-------- Dataset rows
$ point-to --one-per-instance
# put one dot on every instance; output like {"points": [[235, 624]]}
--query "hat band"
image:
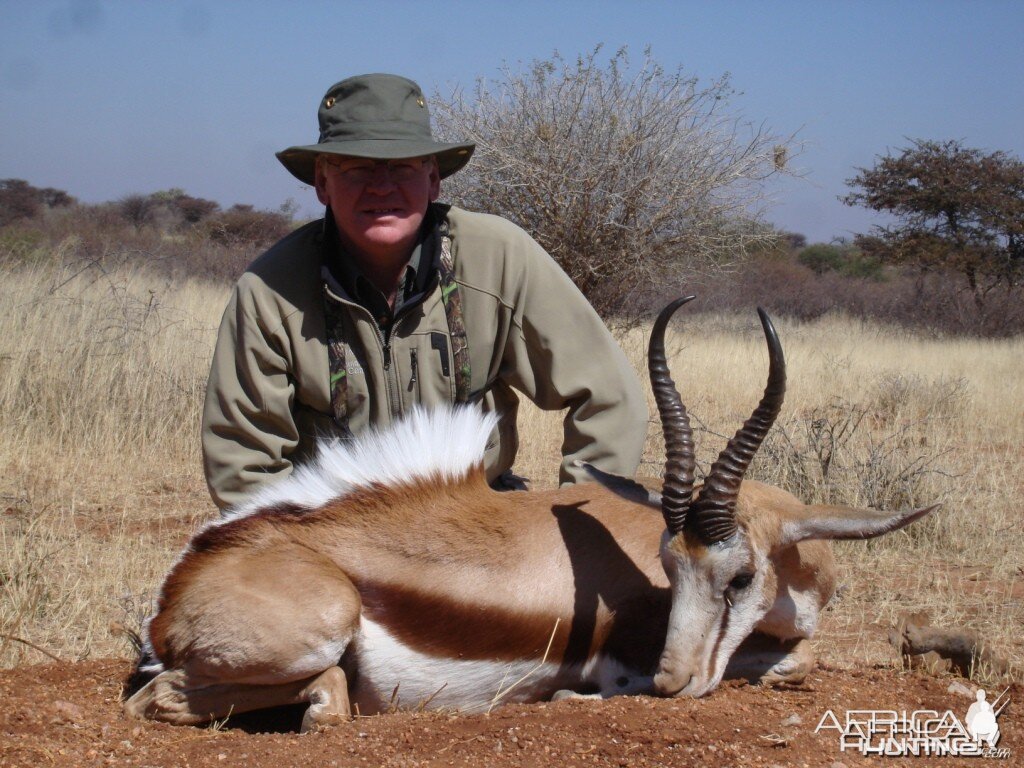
{"points": [[363, 131]]}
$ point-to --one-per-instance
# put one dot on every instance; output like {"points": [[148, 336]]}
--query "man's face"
{"points": [[378, 205]]}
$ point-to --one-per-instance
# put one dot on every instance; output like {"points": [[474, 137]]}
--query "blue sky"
{"points": [[108, 97]]}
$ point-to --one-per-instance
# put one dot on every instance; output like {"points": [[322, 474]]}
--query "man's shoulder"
{"points": [[290, 268], [484, 227], [299, 248]]}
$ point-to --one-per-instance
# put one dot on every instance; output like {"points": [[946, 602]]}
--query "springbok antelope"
{"points": [[389, 569]]}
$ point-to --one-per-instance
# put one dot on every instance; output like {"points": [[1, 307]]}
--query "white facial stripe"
{"points": [[704, 632]]}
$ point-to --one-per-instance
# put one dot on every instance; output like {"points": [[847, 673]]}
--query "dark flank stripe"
{"points": [[441, 628]]}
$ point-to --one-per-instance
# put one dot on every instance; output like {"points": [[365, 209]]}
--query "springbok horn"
{"points": [[679, 458], [714, 513]]}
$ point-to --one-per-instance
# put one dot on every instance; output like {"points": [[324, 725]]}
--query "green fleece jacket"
{"points": [[528, 329]]}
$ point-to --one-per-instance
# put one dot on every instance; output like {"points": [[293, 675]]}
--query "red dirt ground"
{"points": [[70, 715]]}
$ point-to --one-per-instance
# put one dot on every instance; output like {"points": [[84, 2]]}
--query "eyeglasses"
{"points": [[365, 171]]}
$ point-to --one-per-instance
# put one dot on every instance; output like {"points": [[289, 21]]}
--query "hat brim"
{"points": [[301, 161]]}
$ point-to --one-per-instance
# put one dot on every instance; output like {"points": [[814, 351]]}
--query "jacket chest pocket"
{"points": [[427, 370]]}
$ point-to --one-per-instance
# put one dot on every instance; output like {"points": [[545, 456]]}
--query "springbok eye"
{"points": [[740, 582]]}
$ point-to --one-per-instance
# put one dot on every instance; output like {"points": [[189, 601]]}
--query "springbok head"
{"points": [[721, 566]]}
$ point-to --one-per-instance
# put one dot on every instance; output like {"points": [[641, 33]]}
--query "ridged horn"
{"points": [[677, 489], [714, 512]]}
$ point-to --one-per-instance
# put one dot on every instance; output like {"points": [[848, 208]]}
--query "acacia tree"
{"points": [[626, 176], [955, 208]]}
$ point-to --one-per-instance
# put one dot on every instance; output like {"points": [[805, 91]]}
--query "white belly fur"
{"points": [[467, 685]]}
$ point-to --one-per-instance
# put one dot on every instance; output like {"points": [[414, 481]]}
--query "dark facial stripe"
{"points": [[718, 642]]}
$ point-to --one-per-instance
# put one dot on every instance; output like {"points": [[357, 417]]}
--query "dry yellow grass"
{"points": [[101, 373]]}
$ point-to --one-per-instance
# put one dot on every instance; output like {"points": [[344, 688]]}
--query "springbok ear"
{"points": [[825, 521]]}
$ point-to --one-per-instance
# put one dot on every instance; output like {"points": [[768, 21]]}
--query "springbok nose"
{"points": [[670, 684]]}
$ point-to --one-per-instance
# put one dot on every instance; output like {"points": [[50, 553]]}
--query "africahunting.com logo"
{"points": [[922, 732]]}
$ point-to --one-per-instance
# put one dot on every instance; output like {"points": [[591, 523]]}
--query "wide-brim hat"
{"points": [[383, 117]]}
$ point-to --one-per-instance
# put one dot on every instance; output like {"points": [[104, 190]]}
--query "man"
{"points": [[393, 300]]}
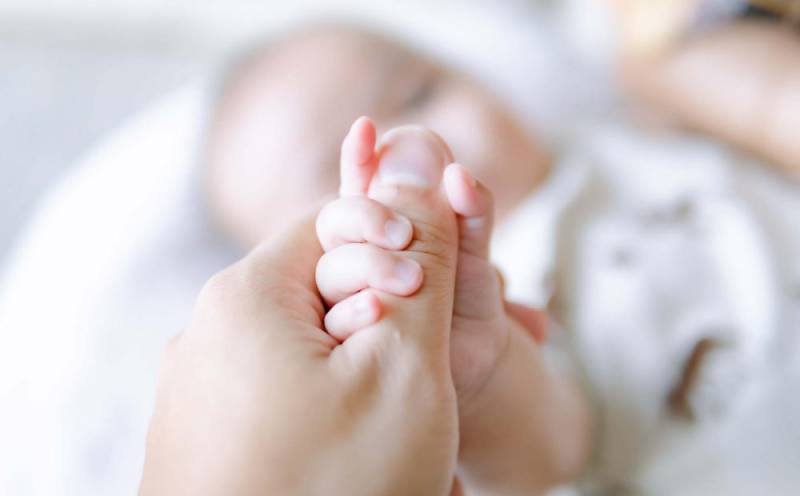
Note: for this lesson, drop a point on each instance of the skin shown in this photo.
(256, 398)
(693, 84)
(291, 102)
(521, 429)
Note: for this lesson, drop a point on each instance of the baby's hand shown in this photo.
(361, 237)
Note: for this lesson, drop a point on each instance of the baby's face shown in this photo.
(275, 138)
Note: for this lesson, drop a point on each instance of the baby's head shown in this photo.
(275, 134)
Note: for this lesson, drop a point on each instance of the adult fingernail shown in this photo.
(398, 231)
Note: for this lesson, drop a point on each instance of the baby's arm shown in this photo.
(527, 430)
(523, 428)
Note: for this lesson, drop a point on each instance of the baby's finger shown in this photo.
(358, 162)
(352, 314)
(358, 219)
(475, 205)
(350, 268)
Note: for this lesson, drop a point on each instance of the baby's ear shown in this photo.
(358, 162)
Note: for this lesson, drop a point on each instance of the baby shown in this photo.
(522, 430)
(273, 149)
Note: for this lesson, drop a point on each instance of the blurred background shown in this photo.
(73, 70)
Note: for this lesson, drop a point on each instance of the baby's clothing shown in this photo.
(644, 245)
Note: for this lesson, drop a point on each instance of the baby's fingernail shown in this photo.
(407, 271)
(398, 231)
(411, 158)
(363, 307)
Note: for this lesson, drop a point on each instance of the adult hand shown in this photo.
(255, 398)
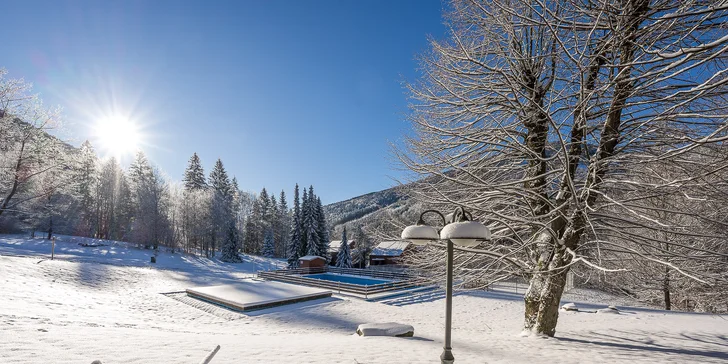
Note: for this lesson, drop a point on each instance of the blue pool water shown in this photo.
(362, 281)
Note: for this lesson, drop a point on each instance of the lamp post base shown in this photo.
(446, 356)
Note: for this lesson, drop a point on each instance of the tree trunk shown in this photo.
(666, 289)
(544, 295)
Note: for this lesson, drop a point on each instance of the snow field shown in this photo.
(78, 311)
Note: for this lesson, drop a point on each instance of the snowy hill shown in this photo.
(76, 310)
(374, 212)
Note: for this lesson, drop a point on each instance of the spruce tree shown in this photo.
(294, 245)
(194, 178)
(86, 181)
(221, 209)
(323, 230)
(303, 247)
(269, 245)
(310, 225)
(343, 259)
(281, 232)
(230, 246)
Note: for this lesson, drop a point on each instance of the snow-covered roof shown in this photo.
(390, 248)
(334, 245)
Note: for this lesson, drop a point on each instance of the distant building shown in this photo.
(390, 252)
(334, 250)
(311, 261)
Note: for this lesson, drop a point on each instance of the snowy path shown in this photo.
(75, 312)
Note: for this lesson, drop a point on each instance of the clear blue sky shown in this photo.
(284, 92)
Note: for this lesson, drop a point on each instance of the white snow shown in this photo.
(75, 310)
(310, 257)
(384, 329)
(390, 248)
(251, 293)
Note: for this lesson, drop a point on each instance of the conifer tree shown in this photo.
(221, 209)
(194, 178)
(294, 245)
(87, 176)
(304, 212)
(269, 244)
(343, 259)
(281, 232)
(230, 247)
(322, 231)
(310, 225)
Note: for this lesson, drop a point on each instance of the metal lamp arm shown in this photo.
(422, 215)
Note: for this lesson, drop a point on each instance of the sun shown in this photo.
(117, 136)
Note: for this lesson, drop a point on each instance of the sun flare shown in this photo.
(118, 136)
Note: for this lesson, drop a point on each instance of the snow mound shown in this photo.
(386, 329)
(610, 310)
(570, 307)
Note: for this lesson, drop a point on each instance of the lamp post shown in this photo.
(458, 229)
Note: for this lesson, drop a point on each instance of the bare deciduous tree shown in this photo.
(540, 115)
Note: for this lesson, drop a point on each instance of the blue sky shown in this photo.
(285, 92)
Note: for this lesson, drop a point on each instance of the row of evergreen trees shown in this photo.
(309, 233)
(267, 225)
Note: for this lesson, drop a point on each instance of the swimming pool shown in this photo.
(362, 281)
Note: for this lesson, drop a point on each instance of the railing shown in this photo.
(299, 276)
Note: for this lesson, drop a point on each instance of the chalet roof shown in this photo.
(334, 245)
(390, 248)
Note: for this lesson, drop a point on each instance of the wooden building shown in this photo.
(390, 252)
(311, 261)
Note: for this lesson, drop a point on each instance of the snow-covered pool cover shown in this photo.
(251, 294)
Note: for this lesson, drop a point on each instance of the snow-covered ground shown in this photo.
(109, 304)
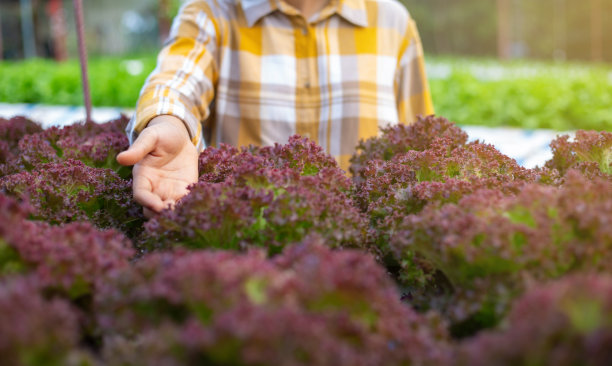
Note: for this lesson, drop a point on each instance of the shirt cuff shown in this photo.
(151, 108)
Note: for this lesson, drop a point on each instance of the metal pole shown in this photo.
(27, 28)
(596, 31)
(1, 44)
(80, 24)
(504, 29)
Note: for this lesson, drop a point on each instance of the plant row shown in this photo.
(435, 251)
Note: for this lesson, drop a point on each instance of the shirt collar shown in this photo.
(257, 9)
(353, 11)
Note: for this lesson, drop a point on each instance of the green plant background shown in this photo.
(480, 92)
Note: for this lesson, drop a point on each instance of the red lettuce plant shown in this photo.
(269, 212)
(484, 249)
(308, 306)
(590, 152)
(267, 197)
(400, 139)
(72, 191)
(299, 154)
(94, 144)
(34, 330)
(11, 131)
(565, 323)
(69, 259)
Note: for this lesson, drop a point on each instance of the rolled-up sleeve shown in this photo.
(411, 87)
(182, 84)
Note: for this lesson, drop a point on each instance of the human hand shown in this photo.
(165, 164)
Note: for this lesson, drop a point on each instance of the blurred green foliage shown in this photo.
(529, 95)
(48, 82)
(542, 29)
(470, 92)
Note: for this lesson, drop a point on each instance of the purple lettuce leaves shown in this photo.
(35, 330)
(400, 139)
(308, 306)
(11, 131)
(568, 322)
(267, 197)
(69, 260)
(269, 212)
(299, 154)
(590, 152)
(473, 257)
(72, 191)
(96, 145)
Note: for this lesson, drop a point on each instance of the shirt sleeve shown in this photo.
(182, 84)
(411, 86)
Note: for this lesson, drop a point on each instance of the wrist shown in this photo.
(173, 121)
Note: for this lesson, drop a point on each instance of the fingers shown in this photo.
(144, 144)
(143, 194)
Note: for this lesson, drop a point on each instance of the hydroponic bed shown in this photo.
(436, 252)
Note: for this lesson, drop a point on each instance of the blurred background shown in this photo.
(525, 63)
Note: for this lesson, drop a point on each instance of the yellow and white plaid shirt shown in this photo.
(256, 72)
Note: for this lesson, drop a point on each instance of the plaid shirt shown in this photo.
(256, 72)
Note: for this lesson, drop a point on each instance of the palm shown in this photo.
(166, 163)
(165, 175)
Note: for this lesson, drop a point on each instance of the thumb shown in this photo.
(144, 144)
----------------
> _Directive_
Starting at the line that contains "shirt sleeve shown in this photo.", output each remaining line of the listing, the last line included, exactly as it appears.

> _In response_
Note: for this lesson, drop a point on each instance of the shirt sleeve shown in this photo.
(182, 84)
(411, 86)
Note: for this lesson, drop a point on each instance of the wrist shown in this photo.
(173, 121)
Note: for this lesson, drop a point on each instance of the fingers shown in this photo.
(144, 144)
(143, 194)
Note: for this lesson, drop a point on each instance of the hydroponic bed shown in this photo.
(436, 252)
Note: for this lesson, drop a point on each instance of the blurred background shown in this photo.
(525, 63)
Note: for this lesson, drop a point on each instance of the yellow and white plaid shirt shown in this photo.
(256, 72)
Note: for this lesson, drop a point on each instance of the plaid shirt shown in this photo.
(256, 72)
Note: for this lesson, drop a point on each instance of the palm shown in this photo.
(166, 163)
(165, 175)
Note: for this lesson, drop a point on each instance of the thumb shown in this photo.
(144, 144)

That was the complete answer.